(Data records)
* * * * * * *

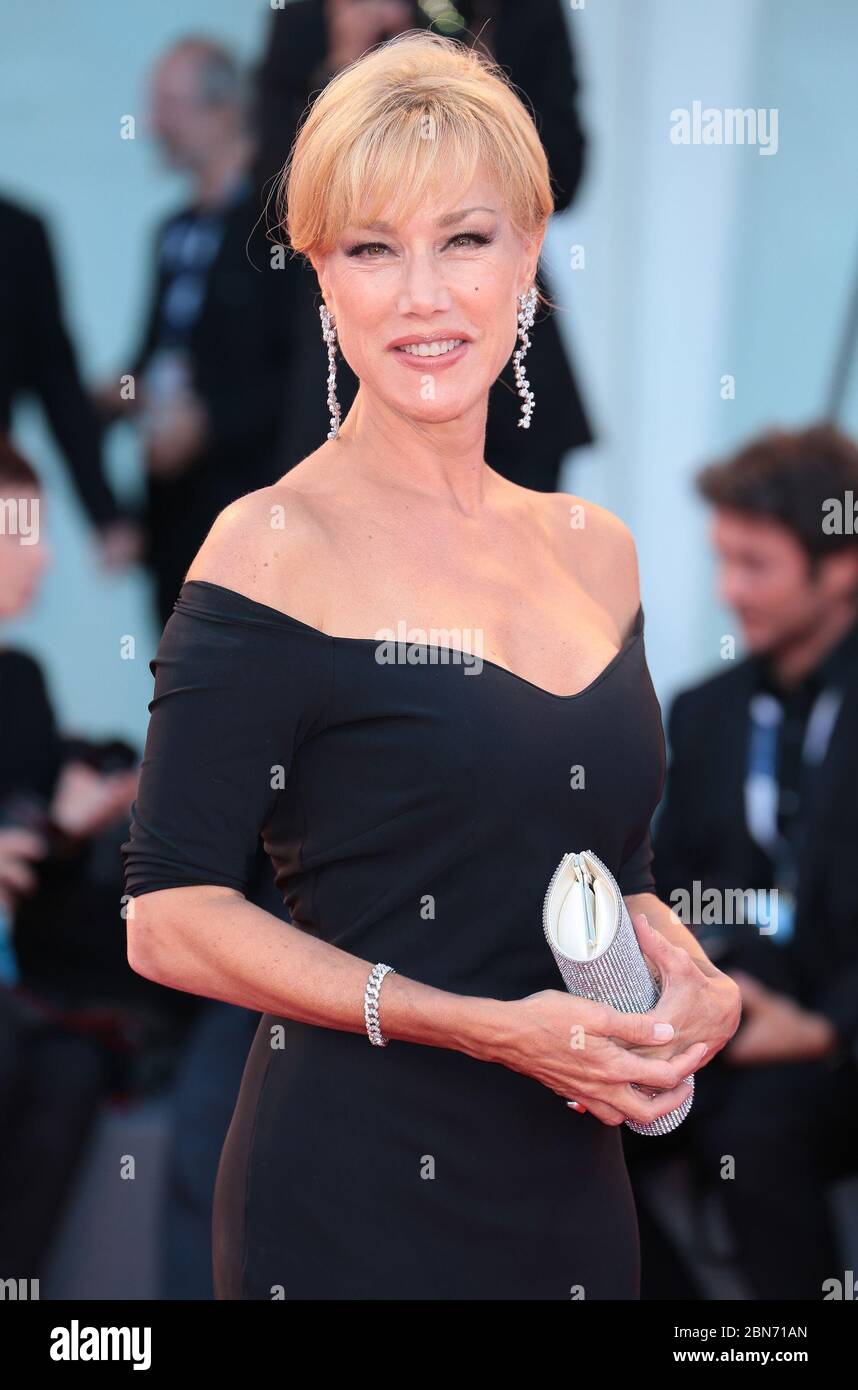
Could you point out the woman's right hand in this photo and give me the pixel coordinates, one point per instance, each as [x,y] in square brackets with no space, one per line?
[581,1051]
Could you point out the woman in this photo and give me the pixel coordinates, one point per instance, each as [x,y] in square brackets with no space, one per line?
[415,795]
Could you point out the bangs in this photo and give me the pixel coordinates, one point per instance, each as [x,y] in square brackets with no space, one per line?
[406,124]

* * * * * * *

[What you have to do]: Put the data above into a two-column CSV with the header input,output, writing one row for each text paired with its answer. Place every value in a single quoted field with any line breaks turned into spaces, and omit the pictures.

[The response]:
input,output
"Could you point out the woman's right hand in this photo and give me the pixel coordinates, one point per instance, each as [x,y] in square brackets with no space, one per line?","[581,1051]"
"Could you point out the woman in this photo and give me the pixel coordinates, one point per instance, each as [x,y] in square brackets with no space, one per line?","[415,795]"
"Could you point out the bangs in this photo and give me the pixel coordinates, one point per instance, each as [x,y] in square brackets with no space, one per line?","[406,124]"